Sorry, but man has free will to accept or reject God. God does not force himself on anyone.
You are missing an important point. You are missing everything in the discussion, in fact. You need to think again about what free will is and what it is not.
More to the point, perhaps, you need to think about what the will is. It is not something divorced from the person. It is an expression of the person himself. If we consider the will as a faculty, it is the choosing faculty. The person himself exercises his will. The will is actually the person's choosing.
This creates an enormous mess which you have overlooked, I think. The problem is, fallen sinners are EVIL.
***
Augustine first, then the Scholastic theologians, then Calvin--then all of the rest of the Reformers and the majority of the Anabaptists!--all correctly pointed out that the will is NOT SUSPENDED ABOVE THE PERSON.

* * * * *

**Complete the following**.
• A. Return everything in the passage on free will from "Sorry, but man" down to "what it is not.".
• B. In the passage on free will, what is the will if it is considered as a faculty?
• C. Condense the paragraph of the passage on free will that begins "More to the point, perhaps" into a shorter version that keeps its main facts.
The records that follow have no connection to the passage on free will.

* * * * *

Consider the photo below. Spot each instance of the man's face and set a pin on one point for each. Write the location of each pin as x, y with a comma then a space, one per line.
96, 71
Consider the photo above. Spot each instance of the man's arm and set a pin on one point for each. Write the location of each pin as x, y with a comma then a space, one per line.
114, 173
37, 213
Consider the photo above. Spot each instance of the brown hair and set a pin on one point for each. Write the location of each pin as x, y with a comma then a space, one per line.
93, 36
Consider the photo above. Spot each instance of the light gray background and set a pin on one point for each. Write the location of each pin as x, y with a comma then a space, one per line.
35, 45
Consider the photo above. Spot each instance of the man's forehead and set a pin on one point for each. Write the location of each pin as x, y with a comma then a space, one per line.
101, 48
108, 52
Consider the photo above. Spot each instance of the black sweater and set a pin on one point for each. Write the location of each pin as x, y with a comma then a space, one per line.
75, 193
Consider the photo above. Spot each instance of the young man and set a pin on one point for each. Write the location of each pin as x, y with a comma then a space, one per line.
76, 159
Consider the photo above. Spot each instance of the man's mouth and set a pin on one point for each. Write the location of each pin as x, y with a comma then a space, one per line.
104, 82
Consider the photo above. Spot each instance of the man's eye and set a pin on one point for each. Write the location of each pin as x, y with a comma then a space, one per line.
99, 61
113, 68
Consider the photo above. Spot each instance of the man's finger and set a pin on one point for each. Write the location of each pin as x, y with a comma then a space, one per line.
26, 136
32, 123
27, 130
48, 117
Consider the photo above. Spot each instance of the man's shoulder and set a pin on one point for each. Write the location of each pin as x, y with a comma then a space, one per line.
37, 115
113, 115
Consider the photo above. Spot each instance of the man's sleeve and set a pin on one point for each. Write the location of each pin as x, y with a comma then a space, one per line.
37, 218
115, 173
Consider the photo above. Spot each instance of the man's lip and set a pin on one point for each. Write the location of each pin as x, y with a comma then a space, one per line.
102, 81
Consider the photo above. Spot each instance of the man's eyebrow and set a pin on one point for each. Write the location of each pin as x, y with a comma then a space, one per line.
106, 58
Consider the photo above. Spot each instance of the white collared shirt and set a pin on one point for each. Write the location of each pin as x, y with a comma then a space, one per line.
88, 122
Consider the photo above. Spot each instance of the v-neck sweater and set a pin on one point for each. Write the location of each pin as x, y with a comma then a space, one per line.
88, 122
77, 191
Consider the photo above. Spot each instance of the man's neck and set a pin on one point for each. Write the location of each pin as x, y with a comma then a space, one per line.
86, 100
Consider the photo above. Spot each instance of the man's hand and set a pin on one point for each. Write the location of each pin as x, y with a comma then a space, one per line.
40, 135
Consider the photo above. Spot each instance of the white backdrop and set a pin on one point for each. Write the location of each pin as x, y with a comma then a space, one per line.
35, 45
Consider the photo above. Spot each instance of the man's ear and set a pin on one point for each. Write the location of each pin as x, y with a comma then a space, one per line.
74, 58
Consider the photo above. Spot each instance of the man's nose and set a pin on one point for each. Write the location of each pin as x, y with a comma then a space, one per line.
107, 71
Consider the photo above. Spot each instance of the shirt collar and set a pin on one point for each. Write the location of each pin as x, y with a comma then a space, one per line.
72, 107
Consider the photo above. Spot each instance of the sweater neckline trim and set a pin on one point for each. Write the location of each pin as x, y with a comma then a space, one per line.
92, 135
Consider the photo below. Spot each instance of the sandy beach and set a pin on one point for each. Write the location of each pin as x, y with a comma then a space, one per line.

* * * * *

**Results in order**.
• A.
Sorry, but man has free will to accept or reject God. God does not force himself on anyone.
You are missing an important point. You are missing everything in the discussion, in fact. You need to think again about what free will is and what it is not.

• B. It is the choosing faculty.

• C. The will is not separate from the person but is an expression of the person. As a faculty, it is the choosing faculty, which the person exercises, so the will is the person's own choosing.